::: Data supplied :::
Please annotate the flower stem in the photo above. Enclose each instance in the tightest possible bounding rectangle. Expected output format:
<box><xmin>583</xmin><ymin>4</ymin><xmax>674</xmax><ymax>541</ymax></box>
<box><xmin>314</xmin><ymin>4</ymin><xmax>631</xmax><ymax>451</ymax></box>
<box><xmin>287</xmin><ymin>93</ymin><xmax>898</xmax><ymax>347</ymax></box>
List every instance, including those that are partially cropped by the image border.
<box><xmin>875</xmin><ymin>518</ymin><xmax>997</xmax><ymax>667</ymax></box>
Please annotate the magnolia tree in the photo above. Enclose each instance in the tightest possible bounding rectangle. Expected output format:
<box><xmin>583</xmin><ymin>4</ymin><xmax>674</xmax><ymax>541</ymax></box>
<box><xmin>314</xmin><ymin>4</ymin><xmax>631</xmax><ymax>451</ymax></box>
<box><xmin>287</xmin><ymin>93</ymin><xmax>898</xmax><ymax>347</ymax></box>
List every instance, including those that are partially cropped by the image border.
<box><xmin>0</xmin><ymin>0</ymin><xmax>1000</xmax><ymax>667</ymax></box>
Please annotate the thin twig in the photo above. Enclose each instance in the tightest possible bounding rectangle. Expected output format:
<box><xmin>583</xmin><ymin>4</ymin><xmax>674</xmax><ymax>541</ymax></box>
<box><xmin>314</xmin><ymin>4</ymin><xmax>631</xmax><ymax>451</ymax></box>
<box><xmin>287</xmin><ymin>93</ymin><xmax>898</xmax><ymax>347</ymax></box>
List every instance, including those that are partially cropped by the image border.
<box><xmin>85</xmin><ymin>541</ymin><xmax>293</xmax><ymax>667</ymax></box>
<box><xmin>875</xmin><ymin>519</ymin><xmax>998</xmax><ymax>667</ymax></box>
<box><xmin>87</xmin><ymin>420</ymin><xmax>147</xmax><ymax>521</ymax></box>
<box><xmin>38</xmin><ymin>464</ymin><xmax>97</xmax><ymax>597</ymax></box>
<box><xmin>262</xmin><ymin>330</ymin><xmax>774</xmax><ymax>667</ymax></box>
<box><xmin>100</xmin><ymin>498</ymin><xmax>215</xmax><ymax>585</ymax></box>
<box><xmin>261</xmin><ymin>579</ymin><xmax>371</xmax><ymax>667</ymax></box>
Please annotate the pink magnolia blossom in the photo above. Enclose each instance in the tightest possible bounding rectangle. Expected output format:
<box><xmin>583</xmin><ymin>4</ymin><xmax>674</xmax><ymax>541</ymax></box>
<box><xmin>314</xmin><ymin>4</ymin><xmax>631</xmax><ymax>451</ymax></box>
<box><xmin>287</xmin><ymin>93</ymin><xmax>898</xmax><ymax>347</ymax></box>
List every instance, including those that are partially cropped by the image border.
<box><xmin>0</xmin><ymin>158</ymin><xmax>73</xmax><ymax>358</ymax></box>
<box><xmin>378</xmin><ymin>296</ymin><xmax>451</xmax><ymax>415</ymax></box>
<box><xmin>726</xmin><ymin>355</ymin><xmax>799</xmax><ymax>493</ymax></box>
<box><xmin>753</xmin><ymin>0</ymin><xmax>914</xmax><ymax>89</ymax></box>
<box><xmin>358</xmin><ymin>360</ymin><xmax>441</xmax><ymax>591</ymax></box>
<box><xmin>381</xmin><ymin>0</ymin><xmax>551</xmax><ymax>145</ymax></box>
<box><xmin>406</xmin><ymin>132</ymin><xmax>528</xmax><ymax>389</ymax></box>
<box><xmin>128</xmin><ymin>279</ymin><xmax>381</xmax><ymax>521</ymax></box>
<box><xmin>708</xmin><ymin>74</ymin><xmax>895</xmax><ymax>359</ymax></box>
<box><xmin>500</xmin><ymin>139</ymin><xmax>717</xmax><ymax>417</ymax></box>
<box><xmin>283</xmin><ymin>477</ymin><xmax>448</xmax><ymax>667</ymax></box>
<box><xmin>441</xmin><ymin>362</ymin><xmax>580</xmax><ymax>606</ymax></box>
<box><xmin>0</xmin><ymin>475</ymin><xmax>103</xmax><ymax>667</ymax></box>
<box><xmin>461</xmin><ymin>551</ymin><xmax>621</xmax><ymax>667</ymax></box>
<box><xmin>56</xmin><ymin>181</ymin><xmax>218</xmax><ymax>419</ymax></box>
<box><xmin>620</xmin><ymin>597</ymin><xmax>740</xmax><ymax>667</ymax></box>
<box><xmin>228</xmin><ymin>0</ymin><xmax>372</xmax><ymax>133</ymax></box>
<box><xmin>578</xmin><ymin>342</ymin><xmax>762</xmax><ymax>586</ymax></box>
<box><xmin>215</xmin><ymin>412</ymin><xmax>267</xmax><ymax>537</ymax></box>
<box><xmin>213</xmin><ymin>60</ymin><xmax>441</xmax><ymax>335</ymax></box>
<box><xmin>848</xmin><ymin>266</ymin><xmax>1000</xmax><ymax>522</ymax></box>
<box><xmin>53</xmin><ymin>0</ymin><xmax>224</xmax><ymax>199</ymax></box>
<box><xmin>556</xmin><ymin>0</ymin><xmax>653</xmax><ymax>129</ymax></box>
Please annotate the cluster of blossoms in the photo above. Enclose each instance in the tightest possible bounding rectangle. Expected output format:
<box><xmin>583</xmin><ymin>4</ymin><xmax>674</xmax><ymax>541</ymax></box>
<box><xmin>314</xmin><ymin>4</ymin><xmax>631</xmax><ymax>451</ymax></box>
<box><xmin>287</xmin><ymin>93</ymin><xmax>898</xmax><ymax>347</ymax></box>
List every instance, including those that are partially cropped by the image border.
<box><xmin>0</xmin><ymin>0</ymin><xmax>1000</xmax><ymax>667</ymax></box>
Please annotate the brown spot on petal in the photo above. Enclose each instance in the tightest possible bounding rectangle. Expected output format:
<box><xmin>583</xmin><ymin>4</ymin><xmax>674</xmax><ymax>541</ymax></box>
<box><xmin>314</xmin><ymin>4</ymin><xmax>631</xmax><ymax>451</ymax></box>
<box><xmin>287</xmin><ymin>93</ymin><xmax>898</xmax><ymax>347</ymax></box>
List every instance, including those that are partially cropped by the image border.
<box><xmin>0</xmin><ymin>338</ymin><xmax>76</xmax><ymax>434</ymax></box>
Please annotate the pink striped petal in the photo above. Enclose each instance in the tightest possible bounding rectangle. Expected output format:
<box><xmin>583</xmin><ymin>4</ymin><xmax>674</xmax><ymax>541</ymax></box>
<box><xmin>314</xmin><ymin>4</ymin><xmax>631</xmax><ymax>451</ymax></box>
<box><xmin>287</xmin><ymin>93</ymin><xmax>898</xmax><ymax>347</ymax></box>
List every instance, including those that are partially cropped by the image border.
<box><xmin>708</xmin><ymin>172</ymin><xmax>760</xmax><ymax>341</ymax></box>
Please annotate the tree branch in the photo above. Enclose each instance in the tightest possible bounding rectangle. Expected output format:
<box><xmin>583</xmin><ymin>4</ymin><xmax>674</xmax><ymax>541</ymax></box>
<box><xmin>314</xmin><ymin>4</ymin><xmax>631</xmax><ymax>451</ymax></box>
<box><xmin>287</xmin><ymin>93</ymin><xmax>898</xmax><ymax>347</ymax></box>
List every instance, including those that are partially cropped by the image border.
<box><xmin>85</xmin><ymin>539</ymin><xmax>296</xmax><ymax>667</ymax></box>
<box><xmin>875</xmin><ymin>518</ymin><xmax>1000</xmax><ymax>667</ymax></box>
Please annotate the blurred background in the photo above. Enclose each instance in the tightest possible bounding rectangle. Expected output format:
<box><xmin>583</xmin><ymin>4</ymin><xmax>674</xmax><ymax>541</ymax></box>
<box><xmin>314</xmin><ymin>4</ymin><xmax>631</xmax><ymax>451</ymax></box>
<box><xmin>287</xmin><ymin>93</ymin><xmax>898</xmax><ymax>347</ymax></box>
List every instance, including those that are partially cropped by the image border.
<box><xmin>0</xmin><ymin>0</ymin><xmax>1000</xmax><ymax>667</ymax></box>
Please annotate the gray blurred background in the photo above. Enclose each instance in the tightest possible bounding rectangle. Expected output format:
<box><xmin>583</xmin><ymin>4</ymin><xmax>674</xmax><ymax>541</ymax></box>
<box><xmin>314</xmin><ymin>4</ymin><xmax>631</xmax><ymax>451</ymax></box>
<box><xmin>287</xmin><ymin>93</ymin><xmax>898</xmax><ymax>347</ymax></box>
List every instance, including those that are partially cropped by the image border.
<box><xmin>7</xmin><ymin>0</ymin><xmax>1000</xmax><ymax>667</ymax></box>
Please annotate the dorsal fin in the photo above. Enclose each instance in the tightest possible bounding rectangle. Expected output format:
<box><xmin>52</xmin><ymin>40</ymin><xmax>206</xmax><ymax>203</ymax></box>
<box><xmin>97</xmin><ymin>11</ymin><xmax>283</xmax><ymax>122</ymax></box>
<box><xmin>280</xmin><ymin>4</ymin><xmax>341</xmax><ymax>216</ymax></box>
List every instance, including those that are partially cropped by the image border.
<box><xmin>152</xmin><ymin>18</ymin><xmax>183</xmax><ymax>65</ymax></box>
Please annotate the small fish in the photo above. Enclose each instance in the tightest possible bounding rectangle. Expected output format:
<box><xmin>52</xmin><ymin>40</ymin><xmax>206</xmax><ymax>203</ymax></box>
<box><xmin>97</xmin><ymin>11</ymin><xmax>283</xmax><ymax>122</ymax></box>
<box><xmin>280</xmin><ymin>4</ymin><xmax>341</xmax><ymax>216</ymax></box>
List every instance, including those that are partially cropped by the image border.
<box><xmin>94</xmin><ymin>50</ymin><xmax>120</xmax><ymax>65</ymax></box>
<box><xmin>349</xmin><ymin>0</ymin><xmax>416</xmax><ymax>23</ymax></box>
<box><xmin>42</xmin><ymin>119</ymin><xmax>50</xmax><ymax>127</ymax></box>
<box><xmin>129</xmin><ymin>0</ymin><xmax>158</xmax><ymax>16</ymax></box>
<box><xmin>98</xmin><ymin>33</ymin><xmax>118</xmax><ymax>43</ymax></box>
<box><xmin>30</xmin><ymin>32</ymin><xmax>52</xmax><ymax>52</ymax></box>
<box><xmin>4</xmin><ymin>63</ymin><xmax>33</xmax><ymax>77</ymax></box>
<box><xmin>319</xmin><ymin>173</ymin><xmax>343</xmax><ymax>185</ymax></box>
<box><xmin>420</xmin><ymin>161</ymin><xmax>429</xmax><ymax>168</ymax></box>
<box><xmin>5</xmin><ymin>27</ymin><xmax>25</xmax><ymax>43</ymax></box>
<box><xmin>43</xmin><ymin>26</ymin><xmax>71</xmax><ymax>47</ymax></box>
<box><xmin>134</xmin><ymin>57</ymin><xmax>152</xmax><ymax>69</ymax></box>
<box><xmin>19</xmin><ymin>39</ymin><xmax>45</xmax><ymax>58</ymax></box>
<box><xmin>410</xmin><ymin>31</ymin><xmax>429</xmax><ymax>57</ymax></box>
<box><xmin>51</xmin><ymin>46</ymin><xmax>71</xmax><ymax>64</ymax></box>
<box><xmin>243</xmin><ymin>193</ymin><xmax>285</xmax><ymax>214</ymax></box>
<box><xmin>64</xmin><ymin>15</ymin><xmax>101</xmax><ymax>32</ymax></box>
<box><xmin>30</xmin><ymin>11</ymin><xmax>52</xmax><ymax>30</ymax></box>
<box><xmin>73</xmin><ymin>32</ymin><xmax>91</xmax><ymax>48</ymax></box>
:::
◆ **Problem requirements**: How many lines of the records above contain the string "possible", with case counting? Reply with the number alone.

◆ **The answer**: 12